WHAT NEEDS TO BE DONE
Copy each of the records below word for word, without changing any line.
+++ RECORD EXCERPTS
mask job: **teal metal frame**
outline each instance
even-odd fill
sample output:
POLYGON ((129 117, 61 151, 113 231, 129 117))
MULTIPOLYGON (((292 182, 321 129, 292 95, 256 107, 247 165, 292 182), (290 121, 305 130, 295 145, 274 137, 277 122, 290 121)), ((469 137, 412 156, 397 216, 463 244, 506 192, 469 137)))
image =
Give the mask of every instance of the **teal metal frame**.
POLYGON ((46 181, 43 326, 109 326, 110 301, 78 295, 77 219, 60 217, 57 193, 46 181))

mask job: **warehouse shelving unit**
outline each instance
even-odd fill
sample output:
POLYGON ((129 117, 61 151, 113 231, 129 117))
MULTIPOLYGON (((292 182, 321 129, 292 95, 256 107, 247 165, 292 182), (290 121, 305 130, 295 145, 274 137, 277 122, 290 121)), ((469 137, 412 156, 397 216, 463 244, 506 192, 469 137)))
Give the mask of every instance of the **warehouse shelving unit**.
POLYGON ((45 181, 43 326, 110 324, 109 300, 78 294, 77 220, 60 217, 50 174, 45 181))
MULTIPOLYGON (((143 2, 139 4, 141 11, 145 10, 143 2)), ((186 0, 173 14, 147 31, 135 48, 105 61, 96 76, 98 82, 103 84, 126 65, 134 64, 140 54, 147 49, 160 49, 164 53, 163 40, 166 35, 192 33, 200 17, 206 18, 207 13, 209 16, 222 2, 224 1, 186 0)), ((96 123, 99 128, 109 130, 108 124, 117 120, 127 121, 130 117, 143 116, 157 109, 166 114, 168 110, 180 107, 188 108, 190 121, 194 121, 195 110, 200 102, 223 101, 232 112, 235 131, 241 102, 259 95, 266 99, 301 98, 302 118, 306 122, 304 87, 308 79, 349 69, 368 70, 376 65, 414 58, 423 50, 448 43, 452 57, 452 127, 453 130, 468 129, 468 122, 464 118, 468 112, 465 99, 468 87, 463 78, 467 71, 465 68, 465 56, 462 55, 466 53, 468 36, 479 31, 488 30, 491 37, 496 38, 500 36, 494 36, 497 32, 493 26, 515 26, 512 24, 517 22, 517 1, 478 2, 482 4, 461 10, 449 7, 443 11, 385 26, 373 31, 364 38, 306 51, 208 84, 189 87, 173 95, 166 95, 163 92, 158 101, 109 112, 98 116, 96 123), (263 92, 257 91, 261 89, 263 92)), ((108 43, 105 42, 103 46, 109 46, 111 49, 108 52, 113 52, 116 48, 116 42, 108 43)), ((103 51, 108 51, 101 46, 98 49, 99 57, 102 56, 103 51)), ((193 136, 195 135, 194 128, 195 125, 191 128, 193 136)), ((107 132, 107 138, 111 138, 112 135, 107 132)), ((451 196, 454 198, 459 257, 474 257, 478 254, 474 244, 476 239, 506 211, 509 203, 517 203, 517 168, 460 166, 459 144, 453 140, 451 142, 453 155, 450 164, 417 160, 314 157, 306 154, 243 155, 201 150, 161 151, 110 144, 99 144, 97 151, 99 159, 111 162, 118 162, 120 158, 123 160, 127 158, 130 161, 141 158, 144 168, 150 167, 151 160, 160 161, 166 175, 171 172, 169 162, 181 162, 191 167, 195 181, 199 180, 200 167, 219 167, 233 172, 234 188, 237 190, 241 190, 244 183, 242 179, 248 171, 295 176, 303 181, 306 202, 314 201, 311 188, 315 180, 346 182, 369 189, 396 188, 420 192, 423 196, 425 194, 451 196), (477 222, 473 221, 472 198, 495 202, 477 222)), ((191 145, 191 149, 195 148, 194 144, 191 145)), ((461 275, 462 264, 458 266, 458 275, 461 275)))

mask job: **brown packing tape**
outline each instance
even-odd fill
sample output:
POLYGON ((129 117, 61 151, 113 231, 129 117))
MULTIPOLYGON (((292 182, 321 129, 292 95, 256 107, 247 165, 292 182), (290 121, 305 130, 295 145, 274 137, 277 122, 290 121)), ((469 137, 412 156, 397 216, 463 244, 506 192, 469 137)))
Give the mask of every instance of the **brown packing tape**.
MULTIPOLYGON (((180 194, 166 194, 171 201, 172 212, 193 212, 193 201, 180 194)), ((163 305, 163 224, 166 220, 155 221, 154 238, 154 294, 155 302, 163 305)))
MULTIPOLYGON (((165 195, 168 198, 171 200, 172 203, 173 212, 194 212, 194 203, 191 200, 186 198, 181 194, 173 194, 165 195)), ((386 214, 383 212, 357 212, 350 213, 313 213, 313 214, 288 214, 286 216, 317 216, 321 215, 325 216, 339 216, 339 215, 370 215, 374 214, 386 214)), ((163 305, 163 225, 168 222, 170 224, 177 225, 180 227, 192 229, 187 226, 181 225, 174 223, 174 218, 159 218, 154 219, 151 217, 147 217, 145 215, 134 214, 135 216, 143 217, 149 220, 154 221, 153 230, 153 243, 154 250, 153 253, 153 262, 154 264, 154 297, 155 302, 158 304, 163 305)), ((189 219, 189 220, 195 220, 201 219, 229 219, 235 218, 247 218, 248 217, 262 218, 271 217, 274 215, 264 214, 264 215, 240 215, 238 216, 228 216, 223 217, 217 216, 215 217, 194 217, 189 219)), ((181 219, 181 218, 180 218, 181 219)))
++++++
CORRECT RESPONSE
mask job: **teal metal frame**
outline each instance
even-odd fill
sample output:
POLYGON ((129 117, 61 151, 113 231, 129 117))
MULTIPOLYGON (((292 182, 321 129, 292 95, 256 107, 247 165, 292 182), (290 121, 305 130, 295 145, 274 137, 277 122, 290 121)), ((469 137, 412 156, 397 216, 463 244, 506 192, 469 137)))
image =
Give the mask of every instance of the **teal metal frame**.
POLYGON ((46 181, 43 326, 109 326, 110 301, 78 295, 77 219, 60 217, 57 193, 46 181))

mask job: **warehouse shelving unit**
outline each instance
even-odd fill
sample output:
POLYGON ((129 117, 61 151, 113 231, 129 117))
MULTIPOLYGON (((292 182, 321 129, 292 95, 256 107, 247 165, 292 182), (290 121, 305 130, 295 145, 274 137, 277 122, 290 121)), ((469 137, 412 156, 397 216, 463 244, 506 192, 469 137)))
Give the mask of every instance of the **warehouse shelving unit**.
POLYGON ((45 181, 43 326, 110 324, 109 300, 78 294, 77 220, 60 217, 50 174, 45 181))
MULTIPOLYGON (((143 2, 139 4, 141 11, 145 10, 143 2)), ((186 0, 173 14, 147 31, 135 48, 105 61, 96 76, 98 82, 103 84, 126 65, 134 64, 140 54, 147 49, 160 49, 164 53, 163 40, 166 35, 192 33, 200 17, 206 18, 207 13, 209 16, 222 2, 224 1, 186 0)), ((96 123, 99 128, 109 130, 108 124, 117 120, 127 121, 130 117, 143 116, 157 109, 166 114, 168 110, 180 107, 188 108, 190 121, 194 121, 195 110, 200 102, 223 101, 232 112, 235 131, 241 102, 259 95, 266 99, 301 98, 302 118, 306 122, 304 87, 308 79, 349 69, 368 70, 376 65, 414 58, 423 50, 448 43, 452 57, 452 127, 453 130, 468 129, 468 122, 464 118, 468 112, 465 99, 468 87, 463 78, 467 71, 465 68, 465 56, 462 55, 466 53, 468 36, 479 31, 488 30, 491 37, 496 38, 500 36, 494 36, 497 32, 493 26, 515 26, 512 24, 517 22, 517 1, 478 2, 482 4, 461 10, 449 7, 443 11, 385 26, 373 31, 364 38, 306 51, 208 84, 189 87, 173 95, 166 95, 163 92, 158 101, 109 112, 98 116, 96 123), (263 92, 257 91, 261 89, 263 92)), ((108 43, 105 42, 103 46, 109 46, 111 49, 108 52, 113 52, 116 48, 116 42, 108 43)), ((103 51, 108 51, 101 46, 98 49, 99 57, 102 56, 103 51)), ((193 136, 195 135, 194 128, 195 125, 191 128, 193 136)), ((107 132, 107 138, 111 138, 112 135, 107 132)), ((451 196, 454 198, 459 257, 474 257, 478 254, 474 244, 476 239, 506 211, 509 203, 517 203, 517 168, 460 166, 459 144, 453 140, 451 142, 453 155, 450 164, 417 160, 314 157, 306 154, 243 155, 201 150, 161 151, 110 144, 99 144, 97 151, 99 159, 111 162, 118 162, 120 158, 123 160, 127 158, 130 161, 141 158, 144 168, 150 167, 151 160, 160 161, 166 175, 171 172, 169 162, 181 162, 191 167, 195 181, 199 180, 200 167, 219 167, 233 172, 234 188, 237 190, 241 190, 244 183, 242 179, 248 171, 295 176, 303 181, 306 202, 314 201, 311 188, 315 180, 346 182, 369 189, 396 188, 420 192, 423 196, 425 194, 451 196), (477 222, 473 221, 472 198, 495 202, 477 222)), ((191 145, 191 149, 195 148, 194 144, 191 145)), ((461 275, 462 264, 458 266, 458 275, 461 275)))

mask job: **brown packing tape**
outline each instance
even-odd fill
sample output:
POLYGON ((129 117, 61 151, 113 231, 129 117))
MULTIPOLYGON (((292 182, 321 129, 292 95, 256 107, 247 165, 292 182), (290 121, 305 130, 295 145, 274 137, 277 122, 290 121)), ((469 137, 412 156, 397 216, 463 244, 506 192, 469 137)))
Give the mask of every instance of the **brown packing tape**.
MULTIPOLYGON (((180 194, 166 194, 171 201, 172 212, 193 212, 193 201, 180 194)), ((163 305, 163 224, 166 220, 155 221, 154 238, 154 294, 155 302, 163 305)))
MULTIPOLYGON (((165 195, 168 198, 171 200, 172 203, 173 212, 194 212, 194 203, 191 200, 186 198, 181 194, 173 194, 165 195)), ((386 214, 383 212, 357 212, 350 213, 313 213, 313 214, 288 214, 286 216, 317 216, 321 215, 325 216, 339 216, 339 215, 370 215, 374 214, 386 214)), ((163 305, 163 225, 168 222, 170 224, 177 225, 180 227, 192 229, 187 226, 181 225, 174 223, 174 218, 159 218, 154 219, 151 217, 147 217, 145 215, 134 214, 135 216, 143 217, 149 220, 154 221, 153 230, 153 243, 154 250, 153 253, 153 262, 154 264, 154 297, 155 302, 158 304, 163 305)), ((189 219, 189 220, 195 220, 201 219, 229 219, 235 218, 247 218, 248 217, 262 218, 271 217, 274 215, 264 214, 264 215, 240 215, 238 216, 228 216, 223 217, 217 216, 215 217, 194 217, 189 219)), ((181 219, 181 218, 180 218, 181 219)))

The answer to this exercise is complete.